▶ **WHAT IS REQUIRED**:
Count the lines in the entries below that contain the string "several", with case counting, and give only that number.

________________________________________

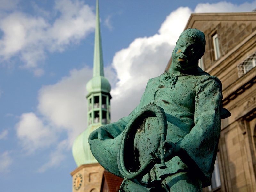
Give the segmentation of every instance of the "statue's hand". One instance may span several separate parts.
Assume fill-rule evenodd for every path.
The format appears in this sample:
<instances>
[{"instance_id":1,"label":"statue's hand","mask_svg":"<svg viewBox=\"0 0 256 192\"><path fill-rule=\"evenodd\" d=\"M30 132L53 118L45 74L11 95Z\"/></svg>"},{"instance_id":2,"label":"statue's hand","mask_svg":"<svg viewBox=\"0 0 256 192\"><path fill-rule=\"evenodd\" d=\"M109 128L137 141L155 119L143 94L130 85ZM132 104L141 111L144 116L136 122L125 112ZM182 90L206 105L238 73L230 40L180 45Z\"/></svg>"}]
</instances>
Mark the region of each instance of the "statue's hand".
<instances>
[{"instance_id":1,"label":"statue's hand","mask_svg":"<svg viewBox=\"0 0 256 192\"><path fill-rule=\"evenodd\" d=\"M153 161L156 163L161 163L161 152L159 149L154 150L150 153L152 156Z\"/></svg>"},{"instance_id":2,"label":"statue's hand","mask_svg":"<svg viewBox=\"0 0 256 192\"><path fill-rule=\"evenodd\" d=\"M105 136L108 136L109 134L103 127L100 127L91 133L89 136L89 139L92 140L98 138L99 140L101 141L103 140L103 138Z\"/></svg>"},{"instance_id":3,"label":"statue's hand","mask_svg":"<svg viewBox=\"0 0 256 192\"><path fill-rule=\"evenodd\" d=\"M166 162L177 156L180 147L172 142L164 141L163 143L165 148L164 161Z\"/></svg>"}]
</instances>

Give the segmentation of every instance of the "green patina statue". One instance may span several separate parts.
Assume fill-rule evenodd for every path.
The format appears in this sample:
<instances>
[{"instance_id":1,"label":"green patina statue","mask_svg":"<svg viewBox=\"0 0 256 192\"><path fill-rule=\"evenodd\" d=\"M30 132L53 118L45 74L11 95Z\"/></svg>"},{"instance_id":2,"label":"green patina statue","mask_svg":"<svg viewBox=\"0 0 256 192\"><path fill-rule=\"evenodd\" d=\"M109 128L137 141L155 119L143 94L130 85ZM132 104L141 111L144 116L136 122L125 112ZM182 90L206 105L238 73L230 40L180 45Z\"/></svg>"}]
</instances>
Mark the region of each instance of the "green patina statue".
<instances>
[{"instance_id":1,"label":"green patina statue","mask_svg":"<svg viewBox=\"0 0 256 192\"><path fill-rule=\"evenodd\" d=\"M183 32L171 68L150 79L129 116L88 139L107 170L124 178L120 191L202 191L210 184L221 126L222 85L198 67L203 33Z\"/></svg>"}]
</instances>

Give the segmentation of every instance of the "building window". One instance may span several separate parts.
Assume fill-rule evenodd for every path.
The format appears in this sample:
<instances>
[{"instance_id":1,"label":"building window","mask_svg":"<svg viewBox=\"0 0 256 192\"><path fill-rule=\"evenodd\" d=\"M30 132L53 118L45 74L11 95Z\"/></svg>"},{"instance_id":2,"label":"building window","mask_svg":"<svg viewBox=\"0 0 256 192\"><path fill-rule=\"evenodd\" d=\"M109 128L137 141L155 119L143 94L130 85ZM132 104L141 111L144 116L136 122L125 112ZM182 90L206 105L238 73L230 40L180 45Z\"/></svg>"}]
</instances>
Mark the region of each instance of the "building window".
<instances>
[{"instance_id":1,"label":"building window","mask_svg":"<svg viewBox=\"0 0 256 192\"><path fill-rule=\"evenodd\" d=\"M100 112L99 111L94 112L94 120L93 123L96 123L100 122Z\"/></svg>"},{"instance_id":2,"label":"building window","mask_svg":"<svg viewBox=\"0 0 256 192\"><path fill-rule=\"evenodd\" d=\"M220 183L220 171L219 169L219 164L218 163L218 156L216 157L216 160L214 165L214 169L212 179L211 180L211 185L208 187L209 191L218 188L221 185Z\"/></svg>"},{"instance_id":3,"label":"building window","mask_svg":"<svg viewBox=\"0 0 256 192\"><path fill-rule=\"evenodd\" d=\"M92 114L90 113L89 115L89 125L92 124Z\"/></svg>"},{"instance_id":4,"label":"building window","mask_svg":"<svg viewBox=\"0 0 256 192\"><path fill-rule=\"evenodd\" d=\"M102 112L102 123L107 123L107 111L105 111Z\"/></svg>"},{"instance_id":5,"label":"building window","mask_svg":"<svg viewBox=\"0 0 256 192\"><path fill-rule=\"evenodd\" d=\"M214 48L214 54L215 56L215 60L216 60L220 57L220 46L219 44L219 38L218 34L216 34L212 37L212 41L213 42L213 48Z\"/></svg>"},{"instance_id":6,"label":"building window","mask_svg":"<svg viewBox=\"0 0 256 192\"><path fill-rule=\"evenodd\" d=\"M204 70L204 63L203 61L203 57L201 58L201 59L199 59L198 61L198 65L200 68L203 70Z\"/></svg>"},{"instance_id":7,"label":"building window","mask_svg":"<svg viewBox=\"0 0 256 192\"><path fill-rule=\"evenodd\" d=\"M102 108L107 108L107 97L105 96L102 96Z\"/></svg>"},{"instance_id":8,"label":"building window","mask_svg":"<svg viewBox=\"0 0 256 192\"><path fill-rule=\"evenodd\" d=\"M93 108L97 108L100 107L100 99L99 96L95 96L94 97L94 105Z\"/></svg>"},{"instance_id":9,"label":"building window","mask_svg":"<svg viewBox=\"0 0 256 192\"><path fill-rule=\"evenodd\" d=\"M238 76L240 78L256 67L256 52L237 65Z\"/></svg>"}]
</instances>

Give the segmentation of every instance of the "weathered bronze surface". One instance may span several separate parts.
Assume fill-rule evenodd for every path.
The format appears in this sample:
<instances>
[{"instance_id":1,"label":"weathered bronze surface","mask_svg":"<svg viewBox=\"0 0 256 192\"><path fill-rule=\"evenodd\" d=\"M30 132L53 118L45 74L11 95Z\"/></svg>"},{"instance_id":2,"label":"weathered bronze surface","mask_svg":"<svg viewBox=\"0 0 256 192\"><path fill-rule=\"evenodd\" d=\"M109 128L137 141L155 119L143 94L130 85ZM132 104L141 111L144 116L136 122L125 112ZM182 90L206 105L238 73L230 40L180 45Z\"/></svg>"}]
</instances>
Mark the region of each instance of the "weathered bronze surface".
<instances>
[{"instance_id":1,"label":"weathered bronze surface","mask_svg":"<svg viewBox=\"0 0 256 192\"><path fill-rule=\"evenodd\" d=\"M92 132L88 142L121 191L201 191L210 184L220 131L220 81L198 67L204 34L180 36L170 69L150 79L129 116Z\"/></svg>"}]
</instances>

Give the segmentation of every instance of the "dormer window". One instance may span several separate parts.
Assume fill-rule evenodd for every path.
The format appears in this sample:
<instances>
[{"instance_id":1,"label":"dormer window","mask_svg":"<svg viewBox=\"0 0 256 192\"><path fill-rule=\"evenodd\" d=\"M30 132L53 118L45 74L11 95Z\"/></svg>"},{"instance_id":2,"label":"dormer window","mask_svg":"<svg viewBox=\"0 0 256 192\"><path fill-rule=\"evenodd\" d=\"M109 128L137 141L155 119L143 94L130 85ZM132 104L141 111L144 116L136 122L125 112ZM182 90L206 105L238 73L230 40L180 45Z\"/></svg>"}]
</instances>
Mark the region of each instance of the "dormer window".
<instances>
[{"instance_id":1,"label":"dormer window","mask_svg":"<svg viewBox=\"0 0 256 192\"><path fill-rule=\"evenodd\" d=\"M220 57L220 46L219 44L218 34L216 33L212 36L212 41L213 42L213 48L214 48L214 54L215 60L216 60Z\"/></svg>"},{"instance_id":2,"label":"dormer window","mask_svg":"<svg viewBox=\"0 0 256 192\"><path fill-rule=\"evenodd\" d=\"M237 65L238 76L240 78L256 67L256 52L248 56Z\"/></svg>"}]
</instances>

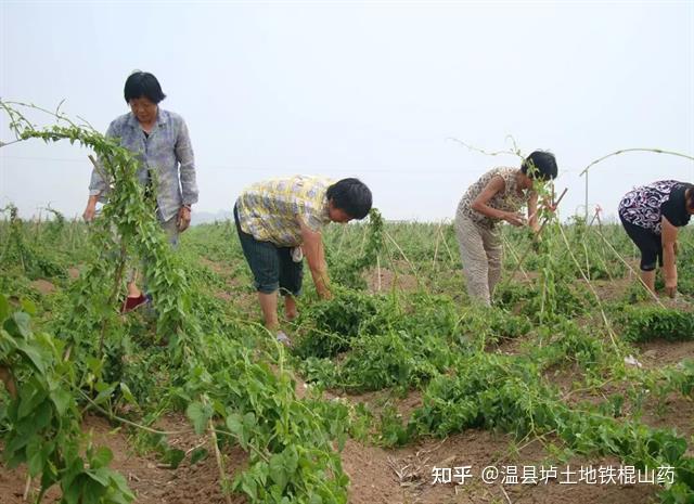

________________________________________

▶ **RESULT BELOW**:
5